=== Work instructions ===
Look at every line below and count those containing "weathered". Answer with the number only.

^^^^^^^^

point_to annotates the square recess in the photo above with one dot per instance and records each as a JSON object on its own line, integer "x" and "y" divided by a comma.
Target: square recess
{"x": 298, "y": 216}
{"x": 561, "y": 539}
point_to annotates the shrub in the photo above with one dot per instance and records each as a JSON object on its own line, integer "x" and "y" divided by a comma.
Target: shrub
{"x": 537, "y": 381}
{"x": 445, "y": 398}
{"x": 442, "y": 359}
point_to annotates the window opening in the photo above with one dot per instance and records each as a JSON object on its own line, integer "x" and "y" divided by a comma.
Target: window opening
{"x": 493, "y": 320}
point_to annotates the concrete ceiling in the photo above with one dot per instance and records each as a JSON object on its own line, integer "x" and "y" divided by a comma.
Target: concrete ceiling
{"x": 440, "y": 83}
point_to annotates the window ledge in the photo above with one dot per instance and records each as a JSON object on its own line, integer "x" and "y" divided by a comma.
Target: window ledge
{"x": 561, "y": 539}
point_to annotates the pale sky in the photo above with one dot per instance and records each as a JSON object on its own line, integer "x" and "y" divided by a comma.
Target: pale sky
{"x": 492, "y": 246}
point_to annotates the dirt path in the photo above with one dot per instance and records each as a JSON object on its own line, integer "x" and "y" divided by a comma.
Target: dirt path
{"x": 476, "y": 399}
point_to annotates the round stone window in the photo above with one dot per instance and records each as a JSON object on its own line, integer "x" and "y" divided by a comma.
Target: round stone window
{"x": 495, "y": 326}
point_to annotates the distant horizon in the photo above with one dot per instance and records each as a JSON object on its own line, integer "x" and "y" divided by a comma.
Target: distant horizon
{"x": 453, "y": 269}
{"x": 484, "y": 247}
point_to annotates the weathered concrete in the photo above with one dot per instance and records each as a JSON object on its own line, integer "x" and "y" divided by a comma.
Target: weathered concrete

^^^^^^^^

=== Task result ===
2